# Ausgangstext

Da haben wir ihn nun, DEN Blockbuster des noch einigermaßen jungen Kinojahres! Da ich Top Gun zuletzt als Jugendlicher gesehen haben dürfte und er auf Sky verfügbar ist, hab ich ihn vorbereitend einer Sichtung unterzogen. Ob er immer noch gut funktioniert und wie der Neuzugang einzuordnen ist, habe ich versucht möglichst objektiv zusammen zu tragen. Viel Spaß beim Lesen und Kommentare wie immer Willkommen!
Pete „Maverick“ Mitchell (Tom Cruise) sieht das mit den Regeln oft nicht so eng und deshalb ignoriert der junge Kampfpilot bei einem Einsatz auch die Befehle und rettet gemeinsam mit seinem Waffensystemoffizier Nick „Goose“ Bradshaw (Anthony Edwards) lieber einen Kameraden. Damit sorgt er bei seinem Kommandanten zwar für Ärger. Dennoch werden die beiden im Anschluss zur Elite-Jagdflugschule United States Navy Fighter Weapons School geschickt, wo die beiden weiter ausgebildet werden sollen. Ärger gibt es aber auch dort mehr als genug, weil Maverick mit Vorliebe eigenmächtig handelt. Zudem kommt es in der Top Gun genannten Schule zu einer erbitterten Rivalität mit Tom „Iceman“ Kazanski (Val Kilmer). Dafür versteht er sich mit der zivilen Ausbilderin Charlotte „Charlie“ Blackwood (Kelly McGillis) umso besser, mit der er sich bald auch privat trifft…
Eigentlich schien es so, dass Hollywood nach den traumatischen Erfahrungen des Vietnamkrieges das Interesse an großen Kriegsfilmen verloren hatte. Anders als nach dem Zweiten Weltkrieg, das den US-Amerikanern die Möglichkeit gab, sich als Helden zu inszenieren, waren weder die Rolle noch die Ergebnisse des mehrjährigen Krieges in Fernost sonderlich heroisch. Und so gab es in den 1970ern und 1980ern eine ganze Reihe bedeutender Antikriegsfilme, die davor warnten, sich wieder auf so etwas einzulassen. Ob Die durch die Hölle gehen (1978), Apocalypse Now (1979) oder Platoon (1986), sie alle zeigten den Schrecken des Krieges und welche Auswirkungen dieser auf die Menschen hat. Ganz offensichtlich war das Bedürfnis nach klassischer Hurra-Krieg-Unterhaltung bei der Bevölkerung aber trotz dieses Sinneswandels immer noch da. Denn so erfolgreich und hoch gelobt die obigen Titel waren, Top Gun (1986) bewegte sich in ganz anderen Sphären, spielte mehr ein als die gesamte Konkurrenz zusammen. Einem Budget von gerade mal 15 Millionen US-Dollar stand am Ende ein Einspielergebnis von mehr als 350 Millionen gegenüber.

Quelldaten:
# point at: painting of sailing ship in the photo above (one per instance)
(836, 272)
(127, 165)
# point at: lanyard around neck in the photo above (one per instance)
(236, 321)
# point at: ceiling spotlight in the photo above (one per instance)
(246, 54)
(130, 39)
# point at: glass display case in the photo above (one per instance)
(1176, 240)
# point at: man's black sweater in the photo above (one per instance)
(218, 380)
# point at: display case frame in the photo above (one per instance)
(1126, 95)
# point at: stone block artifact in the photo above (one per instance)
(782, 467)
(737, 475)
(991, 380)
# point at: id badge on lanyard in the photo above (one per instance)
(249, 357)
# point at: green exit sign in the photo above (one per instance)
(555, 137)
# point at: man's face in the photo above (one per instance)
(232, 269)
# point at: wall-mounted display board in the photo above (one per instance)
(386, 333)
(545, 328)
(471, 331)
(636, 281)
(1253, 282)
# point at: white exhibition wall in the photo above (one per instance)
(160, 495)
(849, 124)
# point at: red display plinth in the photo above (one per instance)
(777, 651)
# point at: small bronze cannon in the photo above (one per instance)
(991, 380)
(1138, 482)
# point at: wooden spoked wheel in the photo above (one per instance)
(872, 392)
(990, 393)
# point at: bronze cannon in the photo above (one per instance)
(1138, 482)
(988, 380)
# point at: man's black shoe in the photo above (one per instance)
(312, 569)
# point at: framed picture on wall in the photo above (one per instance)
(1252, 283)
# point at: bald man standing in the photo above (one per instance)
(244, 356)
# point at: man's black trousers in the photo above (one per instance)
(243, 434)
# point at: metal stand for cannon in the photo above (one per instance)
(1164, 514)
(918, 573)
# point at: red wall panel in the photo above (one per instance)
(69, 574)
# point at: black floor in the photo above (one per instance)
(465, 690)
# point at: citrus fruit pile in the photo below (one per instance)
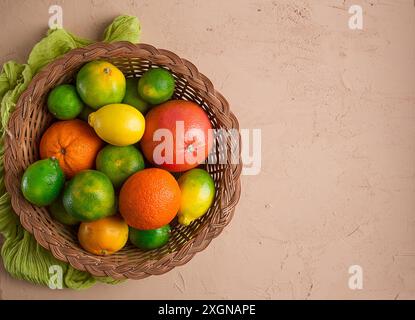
(107, 161)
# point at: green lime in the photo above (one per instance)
(100, 83)
(57, 210)
(86, 111)
(150, 239)
(64, 102)
(156, 86)
(132, 98)
(42, 182)
(118, 163)
(89, 196)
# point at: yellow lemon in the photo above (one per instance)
(118, 124)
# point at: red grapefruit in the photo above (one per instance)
(178, 135)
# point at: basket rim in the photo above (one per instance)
(125, 49)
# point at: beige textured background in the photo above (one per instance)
(337, 113)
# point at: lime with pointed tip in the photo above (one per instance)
(89, 196)
(119, 163)
(64, 103)
(58, 212)
(42, 182)
(150, 239)
(132, 98)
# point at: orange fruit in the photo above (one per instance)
(74, 143)
(104, 236)
(149, 199)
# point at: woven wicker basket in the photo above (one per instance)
(31, 118)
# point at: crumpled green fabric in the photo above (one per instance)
(22, 257)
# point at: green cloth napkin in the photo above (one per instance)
(23, 258)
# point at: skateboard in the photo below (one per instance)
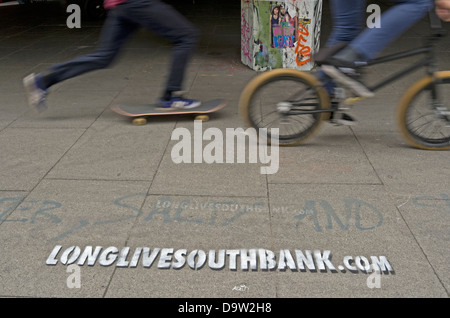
(140, 112)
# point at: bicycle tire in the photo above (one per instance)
(428, 120)
(276, 79)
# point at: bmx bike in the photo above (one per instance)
(296, 102)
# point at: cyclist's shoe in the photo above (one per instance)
(342, 119)
(344, 68)
(35, 92)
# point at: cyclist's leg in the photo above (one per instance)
(165, 21)
(394, 22)
(348, 20)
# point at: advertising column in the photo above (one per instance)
(280, 34)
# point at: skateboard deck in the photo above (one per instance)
(140, 111)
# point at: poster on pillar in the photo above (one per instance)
(280, 34)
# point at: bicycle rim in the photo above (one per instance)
(263, 101)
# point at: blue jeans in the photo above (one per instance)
(120, 23)
(349, 26)
(348, 19)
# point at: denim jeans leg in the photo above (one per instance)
(394, 22)
(348, 20)
(115, 31)
(165, 21)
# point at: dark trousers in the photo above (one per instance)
(120, 23)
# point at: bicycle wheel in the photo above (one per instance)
(424, 121)
(289, 100)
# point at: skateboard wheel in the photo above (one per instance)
(202, 117)
(140, 121)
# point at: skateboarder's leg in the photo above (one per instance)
(114, 33)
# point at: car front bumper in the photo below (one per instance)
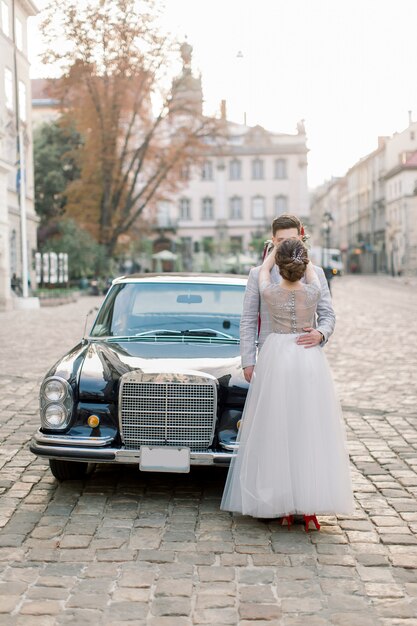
(97, 450)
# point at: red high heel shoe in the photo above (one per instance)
(289, 519)
(311, 518)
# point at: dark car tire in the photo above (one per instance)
(68, 470)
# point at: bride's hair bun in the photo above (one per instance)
(292, 259)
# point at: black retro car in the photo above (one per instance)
(158, 382)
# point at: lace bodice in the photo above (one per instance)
(291, 310)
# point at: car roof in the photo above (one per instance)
(182, 277)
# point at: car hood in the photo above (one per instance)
(105, 362)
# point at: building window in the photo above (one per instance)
(207, 209)
(8, 88)
(280, 205)
(257, 169)
(185, 172)
(208, 245)
(185, 209)
(236, 208)
(5, 20)
(13, 252)
(280, 168)
(163, 217)
(19, 33)
(236, 244)
(258, 207)
(22, 101)
(207, 171)
(235, 169)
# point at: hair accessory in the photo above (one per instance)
(298, 257)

# Aufgabenstellung
**A)** Beantworten Sie anhand der Top-Gun-Besprechung die folgenden Fragen:
(i) Über welchen Dienst ist Top Gun laut der Top-Gun-Besprechung verfügbar?
(ii) Welcher Schauspieler verkörpert Tom „Iceman“ Kazanski?
(iii) Welches Budget und welches Einspielergebnis werden für Top Gun genannt?
**B)** Ermitteln Sie alle Zeilen der Datensätze, in denen die Zeichenfolge „bicycle“ vorkommt, und geben Sie diese wieder. Groß- und Kleinschreibung ist dabei zu beachten.

# Lösungen
**A)**
(i) Sky
(ii) Val Kilmer
(iii) Ein Budget von 15 Millionen US-Dollar und ein Einspielergebnis von mehr als 350 Millionen

**B)**
# point at: bicycle tire in the photo above (one per instance)
# point at: bicycle rim in the photo above (one per instance)
# point at: bicycle wheel in the photo above (one per instance)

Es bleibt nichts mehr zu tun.